> **WORK INSTRUCTIONS**: In the material below, copy the lines from the one containing "Where can you see the wing" through the one containing "Where can you see the eagle here?", both included, without changing anything.

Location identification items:
* * * * * * * * *

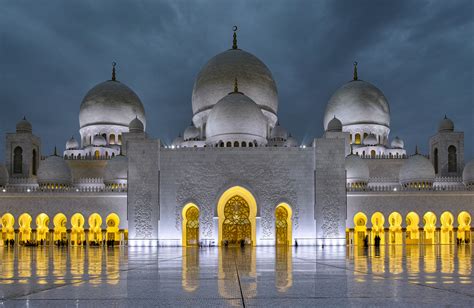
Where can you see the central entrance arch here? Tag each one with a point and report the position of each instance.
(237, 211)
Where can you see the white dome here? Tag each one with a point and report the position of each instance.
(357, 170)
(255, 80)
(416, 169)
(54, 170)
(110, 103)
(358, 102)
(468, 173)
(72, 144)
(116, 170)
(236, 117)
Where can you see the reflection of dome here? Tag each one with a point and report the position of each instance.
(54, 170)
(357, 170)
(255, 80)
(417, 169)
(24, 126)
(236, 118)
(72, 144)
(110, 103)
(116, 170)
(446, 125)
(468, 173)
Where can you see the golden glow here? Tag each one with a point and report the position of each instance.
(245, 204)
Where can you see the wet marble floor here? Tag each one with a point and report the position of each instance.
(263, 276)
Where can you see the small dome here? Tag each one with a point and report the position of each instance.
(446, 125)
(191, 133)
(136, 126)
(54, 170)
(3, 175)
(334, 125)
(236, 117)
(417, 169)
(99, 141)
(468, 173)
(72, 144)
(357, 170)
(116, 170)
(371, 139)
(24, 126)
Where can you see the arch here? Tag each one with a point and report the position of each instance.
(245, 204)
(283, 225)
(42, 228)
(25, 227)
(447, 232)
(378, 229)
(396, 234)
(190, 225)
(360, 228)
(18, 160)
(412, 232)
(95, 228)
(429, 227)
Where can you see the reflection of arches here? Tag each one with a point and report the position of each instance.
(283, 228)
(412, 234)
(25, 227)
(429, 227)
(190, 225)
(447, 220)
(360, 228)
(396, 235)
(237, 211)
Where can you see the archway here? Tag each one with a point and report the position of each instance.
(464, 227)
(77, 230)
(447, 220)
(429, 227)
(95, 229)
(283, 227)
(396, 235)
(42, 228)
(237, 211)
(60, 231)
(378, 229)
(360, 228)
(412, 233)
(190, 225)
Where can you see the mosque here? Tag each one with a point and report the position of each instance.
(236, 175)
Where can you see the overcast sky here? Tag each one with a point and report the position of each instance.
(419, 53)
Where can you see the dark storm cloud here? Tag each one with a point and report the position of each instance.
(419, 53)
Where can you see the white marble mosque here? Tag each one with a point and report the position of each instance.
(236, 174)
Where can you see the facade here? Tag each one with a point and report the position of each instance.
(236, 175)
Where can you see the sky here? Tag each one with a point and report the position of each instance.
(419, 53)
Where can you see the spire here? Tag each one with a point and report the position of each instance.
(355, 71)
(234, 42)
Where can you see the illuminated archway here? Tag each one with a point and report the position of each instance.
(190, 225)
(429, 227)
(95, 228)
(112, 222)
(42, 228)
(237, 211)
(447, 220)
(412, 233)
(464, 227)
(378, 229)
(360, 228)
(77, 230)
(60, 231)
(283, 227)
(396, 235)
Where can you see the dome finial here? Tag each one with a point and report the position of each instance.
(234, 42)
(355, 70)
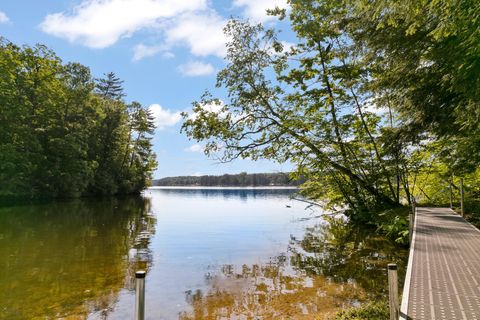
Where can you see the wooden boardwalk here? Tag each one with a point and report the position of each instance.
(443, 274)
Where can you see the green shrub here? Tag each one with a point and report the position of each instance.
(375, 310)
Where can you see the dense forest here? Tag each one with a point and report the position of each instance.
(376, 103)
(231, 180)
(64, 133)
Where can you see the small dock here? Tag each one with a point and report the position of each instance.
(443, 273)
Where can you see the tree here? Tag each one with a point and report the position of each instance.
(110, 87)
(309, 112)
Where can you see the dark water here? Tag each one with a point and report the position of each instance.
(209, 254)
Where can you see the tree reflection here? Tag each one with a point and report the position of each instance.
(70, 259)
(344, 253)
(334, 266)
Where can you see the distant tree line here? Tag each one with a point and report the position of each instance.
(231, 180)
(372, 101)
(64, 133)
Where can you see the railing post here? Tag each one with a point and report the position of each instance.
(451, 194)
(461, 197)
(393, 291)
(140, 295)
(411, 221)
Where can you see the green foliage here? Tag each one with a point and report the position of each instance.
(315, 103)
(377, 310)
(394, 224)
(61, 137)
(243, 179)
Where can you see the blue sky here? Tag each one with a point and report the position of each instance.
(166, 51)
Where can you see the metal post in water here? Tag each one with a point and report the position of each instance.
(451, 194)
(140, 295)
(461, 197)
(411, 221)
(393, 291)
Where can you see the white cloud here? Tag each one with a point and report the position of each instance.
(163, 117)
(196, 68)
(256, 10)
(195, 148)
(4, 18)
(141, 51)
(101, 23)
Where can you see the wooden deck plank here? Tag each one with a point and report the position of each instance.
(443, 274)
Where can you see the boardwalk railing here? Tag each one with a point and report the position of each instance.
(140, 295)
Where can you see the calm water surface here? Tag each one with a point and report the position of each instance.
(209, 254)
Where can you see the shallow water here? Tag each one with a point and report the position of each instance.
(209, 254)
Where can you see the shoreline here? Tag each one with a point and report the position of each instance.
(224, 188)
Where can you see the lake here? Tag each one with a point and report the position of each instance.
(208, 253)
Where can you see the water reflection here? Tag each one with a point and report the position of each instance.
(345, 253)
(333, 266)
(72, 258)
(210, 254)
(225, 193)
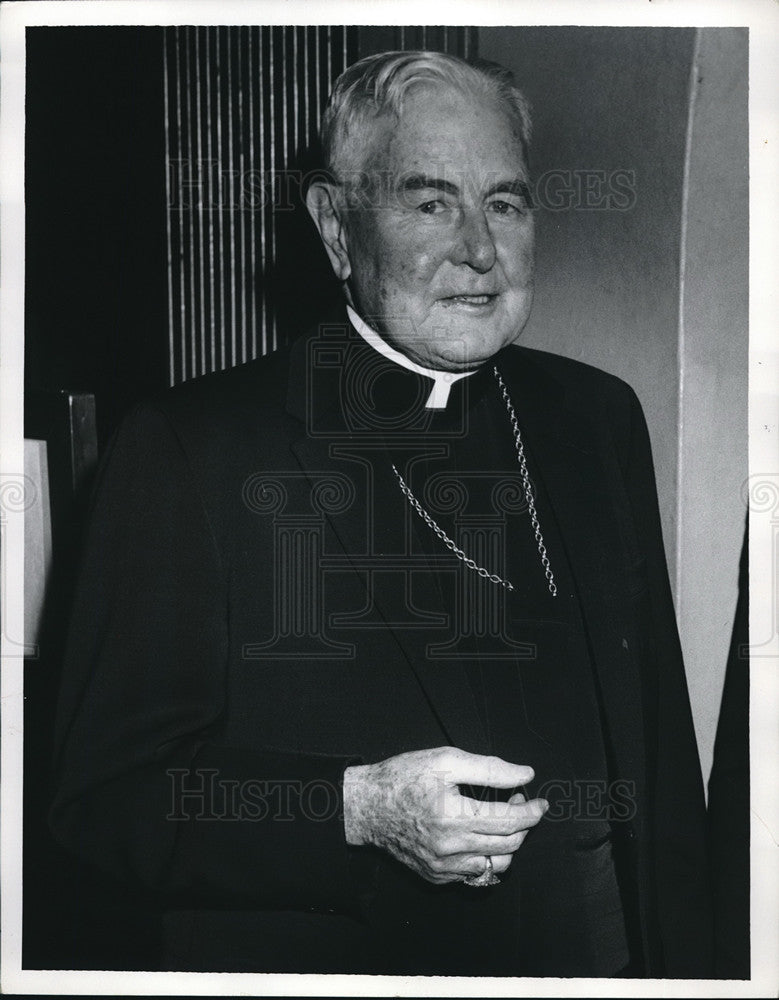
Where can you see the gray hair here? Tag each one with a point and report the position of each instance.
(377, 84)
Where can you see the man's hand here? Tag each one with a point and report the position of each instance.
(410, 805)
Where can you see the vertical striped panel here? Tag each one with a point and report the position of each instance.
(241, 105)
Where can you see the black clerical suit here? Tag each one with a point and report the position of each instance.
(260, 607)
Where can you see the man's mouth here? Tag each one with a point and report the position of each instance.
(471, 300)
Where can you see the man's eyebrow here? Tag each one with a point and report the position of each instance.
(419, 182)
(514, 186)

* * * * * * * * *

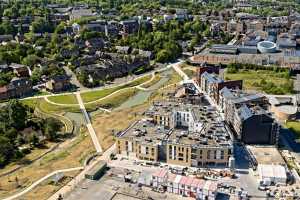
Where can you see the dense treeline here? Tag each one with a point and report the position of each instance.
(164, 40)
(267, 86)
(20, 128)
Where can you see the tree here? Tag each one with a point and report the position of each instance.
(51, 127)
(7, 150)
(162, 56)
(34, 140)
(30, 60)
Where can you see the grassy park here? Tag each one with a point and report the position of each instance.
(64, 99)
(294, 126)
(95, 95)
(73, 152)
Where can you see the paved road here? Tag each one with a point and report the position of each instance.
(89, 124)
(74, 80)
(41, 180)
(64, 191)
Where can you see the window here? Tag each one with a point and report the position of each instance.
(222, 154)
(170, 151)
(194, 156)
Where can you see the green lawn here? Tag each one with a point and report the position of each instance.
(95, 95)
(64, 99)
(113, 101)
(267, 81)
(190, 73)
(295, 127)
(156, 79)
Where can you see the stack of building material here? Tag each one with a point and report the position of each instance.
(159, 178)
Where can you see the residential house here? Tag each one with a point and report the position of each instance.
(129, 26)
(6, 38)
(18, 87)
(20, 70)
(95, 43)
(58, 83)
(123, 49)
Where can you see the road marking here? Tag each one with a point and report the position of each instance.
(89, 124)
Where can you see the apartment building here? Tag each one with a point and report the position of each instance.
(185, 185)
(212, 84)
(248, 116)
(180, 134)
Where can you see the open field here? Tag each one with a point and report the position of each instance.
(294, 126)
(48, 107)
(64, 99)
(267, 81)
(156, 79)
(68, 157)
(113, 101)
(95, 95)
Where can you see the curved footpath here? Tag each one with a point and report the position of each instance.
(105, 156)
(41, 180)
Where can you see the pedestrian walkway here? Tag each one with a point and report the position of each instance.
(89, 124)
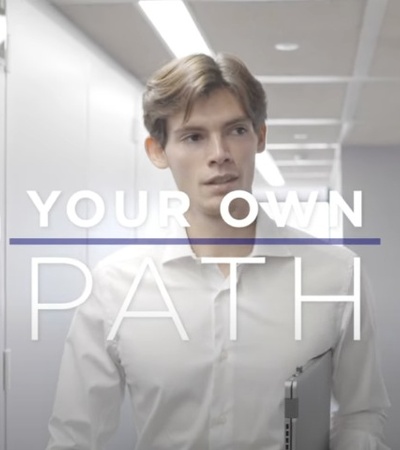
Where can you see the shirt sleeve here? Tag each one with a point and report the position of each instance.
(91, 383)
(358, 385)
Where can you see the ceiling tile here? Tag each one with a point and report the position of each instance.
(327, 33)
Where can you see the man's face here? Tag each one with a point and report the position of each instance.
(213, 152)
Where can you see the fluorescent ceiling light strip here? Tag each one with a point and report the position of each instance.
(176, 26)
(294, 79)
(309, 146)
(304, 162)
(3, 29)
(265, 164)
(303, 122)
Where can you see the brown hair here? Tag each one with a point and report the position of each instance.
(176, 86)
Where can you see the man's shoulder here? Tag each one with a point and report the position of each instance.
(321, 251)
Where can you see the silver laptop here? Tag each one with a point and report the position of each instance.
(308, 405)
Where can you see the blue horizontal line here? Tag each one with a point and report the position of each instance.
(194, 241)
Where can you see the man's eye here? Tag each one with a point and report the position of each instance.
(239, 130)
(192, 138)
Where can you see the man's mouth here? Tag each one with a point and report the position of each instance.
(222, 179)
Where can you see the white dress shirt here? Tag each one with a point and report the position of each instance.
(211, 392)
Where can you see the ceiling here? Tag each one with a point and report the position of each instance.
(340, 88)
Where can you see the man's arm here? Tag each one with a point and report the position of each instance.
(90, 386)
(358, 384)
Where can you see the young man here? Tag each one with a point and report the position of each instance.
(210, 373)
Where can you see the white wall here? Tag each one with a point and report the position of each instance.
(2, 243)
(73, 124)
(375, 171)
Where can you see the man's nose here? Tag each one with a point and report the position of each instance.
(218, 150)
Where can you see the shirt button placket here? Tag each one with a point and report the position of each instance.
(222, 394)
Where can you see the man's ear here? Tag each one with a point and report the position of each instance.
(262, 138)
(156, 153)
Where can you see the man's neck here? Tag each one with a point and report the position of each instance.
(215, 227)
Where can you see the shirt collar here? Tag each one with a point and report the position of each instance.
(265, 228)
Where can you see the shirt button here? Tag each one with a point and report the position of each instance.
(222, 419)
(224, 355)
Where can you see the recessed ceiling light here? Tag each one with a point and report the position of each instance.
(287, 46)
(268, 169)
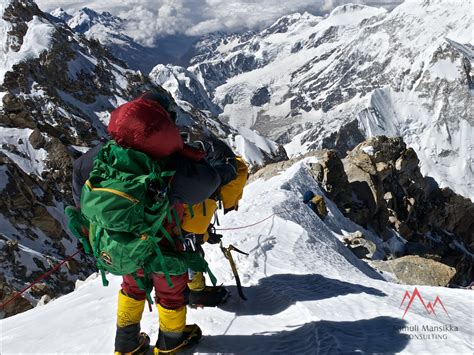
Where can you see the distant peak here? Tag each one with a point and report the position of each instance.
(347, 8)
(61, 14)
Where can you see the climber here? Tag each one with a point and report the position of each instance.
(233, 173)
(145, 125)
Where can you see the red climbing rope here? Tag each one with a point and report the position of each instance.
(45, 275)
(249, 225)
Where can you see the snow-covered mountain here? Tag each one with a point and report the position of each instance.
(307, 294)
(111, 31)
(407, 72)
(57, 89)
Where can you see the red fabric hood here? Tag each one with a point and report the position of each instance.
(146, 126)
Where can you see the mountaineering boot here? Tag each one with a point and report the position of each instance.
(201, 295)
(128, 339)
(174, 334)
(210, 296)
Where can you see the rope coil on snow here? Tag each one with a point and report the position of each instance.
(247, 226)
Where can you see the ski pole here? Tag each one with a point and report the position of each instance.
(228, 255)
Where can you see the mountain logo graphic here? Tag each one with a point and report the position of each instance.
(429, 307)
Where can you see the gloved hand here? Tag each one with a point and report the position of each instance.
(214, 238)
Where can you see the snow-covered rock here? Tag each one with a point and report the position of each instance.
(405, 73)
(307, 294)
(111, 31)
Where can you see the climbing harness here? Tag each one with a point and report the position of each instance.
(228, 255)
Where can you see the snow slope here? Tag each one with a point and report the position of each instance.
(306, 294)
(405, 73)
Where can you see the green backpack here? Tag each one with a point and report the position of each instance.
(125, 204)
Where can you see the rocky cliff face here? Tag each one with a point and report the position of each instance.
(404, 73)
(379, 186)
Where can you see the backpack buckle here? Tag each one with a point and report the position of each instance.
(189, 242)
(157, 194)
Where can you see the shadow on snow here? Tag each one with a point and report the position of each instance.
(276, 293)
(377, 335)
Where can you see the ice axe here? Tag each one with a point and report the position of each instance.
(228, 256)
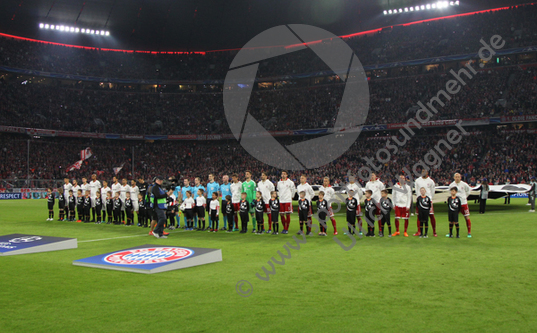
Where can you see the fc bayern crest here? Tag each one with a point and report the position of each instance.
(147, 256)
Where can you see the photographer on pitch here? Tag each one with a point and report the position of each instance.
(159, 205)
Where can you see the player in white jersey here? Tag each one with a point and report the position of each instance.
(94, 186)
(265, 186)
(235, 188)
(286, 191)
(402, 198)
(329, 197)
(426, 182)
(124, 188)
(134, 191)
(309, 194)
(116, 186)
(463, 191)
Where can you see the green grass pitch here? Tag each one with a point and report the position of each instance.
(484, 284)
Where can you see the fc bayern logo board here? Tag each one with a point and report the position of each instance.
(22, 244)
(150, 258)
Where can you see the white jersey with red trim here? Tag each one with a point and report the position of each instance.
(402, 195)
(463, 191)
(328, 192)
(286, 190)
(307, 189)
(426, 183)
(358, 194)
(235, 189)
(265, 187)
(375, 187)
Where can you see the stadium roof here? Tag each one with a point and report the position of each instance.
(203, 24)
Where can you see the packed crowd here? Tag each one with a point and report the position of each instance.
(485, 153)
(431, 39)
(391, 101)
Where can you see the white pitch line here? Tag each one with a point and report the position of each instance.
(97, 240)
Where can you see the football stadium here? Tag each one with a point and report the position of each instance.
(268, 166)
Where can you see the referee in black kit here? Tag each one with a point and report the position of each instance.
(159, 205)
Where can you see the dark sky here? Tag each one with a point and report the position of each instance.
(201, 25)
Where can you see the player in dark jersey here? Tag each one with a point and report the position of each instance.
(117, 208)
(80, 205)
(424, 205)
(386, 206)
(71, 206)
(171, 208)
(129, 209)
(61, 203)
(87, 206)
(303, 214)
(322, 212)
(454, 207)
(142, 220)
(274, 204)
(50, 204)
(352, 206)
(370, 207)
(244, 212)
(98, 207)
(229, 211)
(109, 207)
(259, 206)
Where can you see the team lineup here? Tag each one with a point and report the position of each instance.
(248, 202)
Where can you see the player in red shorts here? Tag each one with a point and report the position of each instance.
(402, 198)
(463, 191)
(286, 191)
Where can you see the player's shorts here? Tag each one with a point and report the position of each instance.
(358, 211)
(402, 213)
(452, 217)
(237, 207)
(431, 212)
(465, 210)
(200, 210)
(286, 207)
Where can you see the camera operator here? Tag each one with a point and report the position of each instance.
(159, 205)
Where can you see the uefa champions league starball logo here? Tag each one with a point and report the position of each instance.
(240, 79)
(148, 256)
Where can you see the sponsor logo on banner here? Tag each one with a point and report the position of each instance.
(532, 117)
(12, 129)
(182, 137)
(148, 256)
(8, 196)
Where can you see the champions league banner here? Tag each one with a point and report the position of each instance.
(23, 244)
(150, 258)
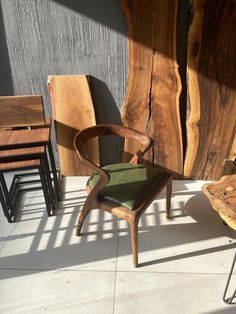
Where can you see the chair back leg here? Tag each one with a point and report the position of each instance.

* * * * * * * * *

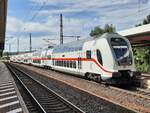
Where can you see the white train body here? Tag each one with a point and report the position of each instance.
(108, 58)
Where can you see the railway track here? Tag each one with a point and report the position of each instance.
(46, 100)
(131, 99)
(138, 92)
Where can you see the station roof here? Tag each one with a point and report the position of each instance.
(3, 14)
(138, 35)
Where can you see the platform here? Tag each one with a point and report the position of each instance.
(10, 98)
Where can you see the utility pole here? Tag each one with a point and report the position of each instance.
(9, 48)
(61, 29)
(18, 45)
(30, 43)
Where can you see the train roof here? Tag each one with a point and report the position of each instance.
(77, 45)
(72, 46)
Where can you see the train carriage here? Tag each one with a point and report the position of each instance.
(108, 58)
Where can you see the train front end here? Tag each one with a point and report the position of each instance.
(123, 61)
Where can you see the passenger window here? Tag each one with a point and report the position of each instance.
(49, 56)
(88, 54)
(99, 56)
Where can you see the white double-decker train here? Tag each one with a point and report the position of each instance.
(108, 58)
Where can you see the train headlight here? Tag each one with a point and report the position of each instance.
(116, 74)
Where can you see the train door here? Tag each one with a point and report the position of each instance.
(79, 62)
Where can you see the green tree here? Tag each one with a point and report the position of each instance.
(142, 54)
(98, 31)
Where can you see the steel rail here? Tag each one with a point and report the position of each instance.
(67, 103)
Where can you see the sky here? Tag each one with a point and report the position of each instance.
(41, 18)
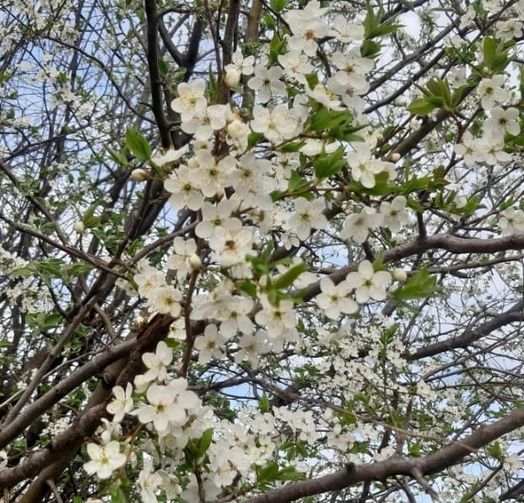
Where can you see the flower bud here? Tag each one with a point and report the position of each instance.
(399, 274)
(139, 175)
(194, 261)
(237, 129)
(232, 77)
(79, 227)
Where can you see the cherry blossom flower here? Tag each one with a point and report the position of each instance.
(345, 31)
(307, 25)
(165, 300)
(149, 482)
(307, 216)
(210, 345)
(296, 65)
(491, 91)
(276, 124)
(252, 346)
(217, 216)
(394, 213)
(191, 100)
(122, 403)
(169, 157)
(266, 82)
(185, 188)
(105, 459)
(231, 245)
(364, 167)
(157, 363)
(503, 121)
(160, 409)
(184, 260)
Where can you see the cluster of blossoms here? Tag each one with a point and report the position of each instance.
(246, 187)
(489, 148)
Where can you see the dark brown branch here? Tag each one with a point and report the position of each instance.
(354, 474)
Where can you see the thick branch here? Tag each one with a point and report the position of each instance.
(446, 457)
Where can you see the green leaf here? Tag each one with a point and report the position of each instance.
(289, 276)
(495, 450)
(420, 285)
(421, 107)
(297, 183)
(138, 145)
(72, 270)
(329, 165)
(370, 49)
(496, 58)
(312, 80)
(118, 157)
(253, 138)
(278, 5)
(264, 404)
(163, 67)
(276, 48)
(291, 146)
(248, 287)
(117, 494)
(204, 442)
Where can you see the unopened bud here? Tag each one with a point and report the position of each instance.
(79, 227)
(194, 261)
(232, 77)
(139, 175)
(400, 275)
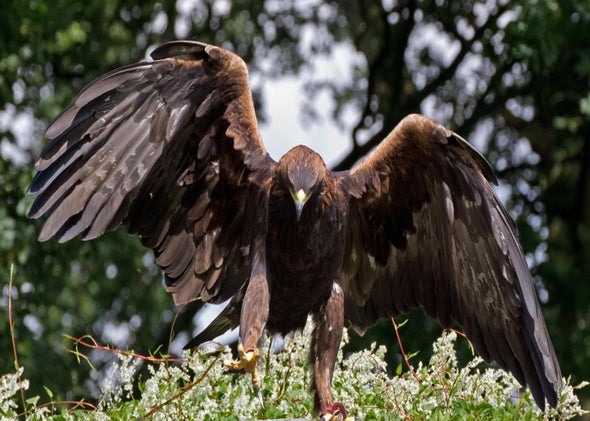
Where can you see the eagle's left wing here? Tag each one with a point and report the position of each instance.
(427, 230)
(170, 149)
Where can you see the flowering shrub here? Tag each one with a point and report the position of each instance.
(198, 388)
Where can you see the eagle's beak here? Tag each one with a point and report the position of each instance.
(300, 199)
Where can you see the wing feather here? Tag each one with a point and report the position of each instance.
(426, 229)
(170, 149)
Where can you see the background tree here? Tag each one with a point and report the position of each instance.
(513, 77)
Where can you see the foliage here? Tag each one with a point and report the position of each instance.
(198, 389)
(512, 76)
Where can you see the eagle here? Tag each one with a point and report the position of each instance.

* * * * * * * * *

> **FULL SOLUTION**:
Where can you see the wing feather here? Tag each one with a point and report the position of each instance.
(426, 229)
(170, 149)
Where can you see the background tree here? Tag each one with a point and report the position of each instance.
(513, 77)
Where can you see the foliage here? Tag each one with a point and report the position of each instance.
(198, 389)
(512, 76)
Where can you see the eagle here? Tag each one with a point and report the position of each instance.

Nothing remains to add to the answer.